ESERCIZIO: Copia senza cambiare nulla dall'articolo su Krzysztof Wielicki qui sotto tutto il tratto che va da "Premiato nei giorni" fino a "in alta montagna.".

PAGINA:
<<<<
Alpinismo e Spedizioni · Vertical

Intervista a Krzyzstof Wielicki, Piolets d’Or alla Carriera 2019

Krzysztof Wielicki,2018. Foto: Ralf Lotys. Fonte: Wikipedia

Premiato nei giorni scorsi con il Piolet d’Or alla Carriera 2019, il polacco è stato il primo a scalare alcuni Ottomila in inverno, compreso l’Everest.  In un’intervista rilasciata a Rock&Ice, l’alpinista parla delle sue salite e di cosa ha imparato dopo una vita in montagna

Nell’ambito dei Piolets d’Or, gli oscar dell’alpinismo, dal 2009 ne viene assegnato uno alla carriera. In passato sono stati insigniti di questo Premio  nomi leggendari, tra cui Walter Bonatti, Reinhold Messner, Doug Scott, John Roskelley, Chris Bonington, Wojciech Kurtyka e Jeff Lowe. Quest’anno il vincitore del Piolet d’Or alla Carriera, è l’alpinista polacco Krzysztof Wielicki, 69 anni,  una vita trascorsa in alta montagna.
>>>>
RIGHE DI DATI:
<<<<
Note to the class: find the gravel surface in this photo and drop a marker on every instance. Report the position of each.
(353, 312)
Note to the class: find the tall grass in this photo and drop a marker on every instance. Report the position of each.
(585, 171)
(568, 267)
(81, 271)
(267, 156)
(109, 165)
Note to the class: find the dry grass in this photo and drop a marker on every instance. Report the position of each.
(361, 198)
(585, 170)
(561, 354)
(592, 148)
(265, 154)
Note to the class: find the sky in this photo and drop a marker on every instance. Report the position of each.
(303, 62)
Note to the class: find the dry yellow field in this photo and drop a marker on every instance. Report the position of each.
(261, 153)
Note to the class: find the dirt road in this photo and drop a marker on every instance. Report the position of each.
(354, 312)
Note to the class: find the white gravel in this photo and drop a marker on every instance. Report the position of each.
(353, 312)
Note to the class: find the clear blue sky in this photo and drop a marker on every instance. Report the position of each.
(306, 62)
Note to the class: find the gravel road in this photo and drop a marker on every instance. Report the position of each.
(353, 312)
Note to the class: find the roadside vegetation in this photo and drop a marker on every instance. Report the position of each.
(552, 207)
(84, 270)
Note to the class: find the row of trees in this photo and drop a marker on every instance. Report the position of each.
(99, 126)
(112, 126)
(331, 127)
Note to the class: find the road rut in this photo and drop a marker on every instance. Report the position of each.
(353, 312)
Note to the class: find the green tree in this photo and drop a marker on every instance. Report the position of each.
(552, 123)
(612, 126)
>>>>
<<<<
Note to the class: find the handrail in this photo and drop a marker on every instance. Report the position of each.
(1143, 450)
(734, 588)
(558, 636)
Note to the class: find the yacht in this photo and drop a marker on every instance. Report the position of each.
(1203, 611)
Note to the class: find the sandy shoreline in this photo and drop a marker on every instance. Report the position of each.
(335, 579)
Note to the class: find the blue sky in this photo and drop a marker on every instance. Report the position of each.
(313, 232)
>>>>
RISULTATO CORRETTO:
Premiato nei giorni scorsi con il Piolet d’Or alla Carriera 2019, il polacco è stato il primo a scalare alcuni Ottomila in inverno, compreso l’Everest.  In un’intervista rilasciata a Rock&Ice, l’alpinista parla delle sue salite e di cosa ha imparato dopo una vita in montagna

Nell’ambito dei Piolets d’Or, gli oscar dell’alpinismo, dal 2009 ne viene assegnato uno alla carriera. In passato sono stati insigniti di questo Premio  nomi leggendari, tra cui Walter Bonatti, Reinhold Messner, Doug Scott, John Roskelley, Chris Bonington, Wojciech Kurtyka e Jeff Lowe. Quest’anno il vincitore del Piolet d’Or alla Carriera, è l’alpinista polacco Krzysztof Wielicki, 69 anni,  una vita trascorsa in alta montagna.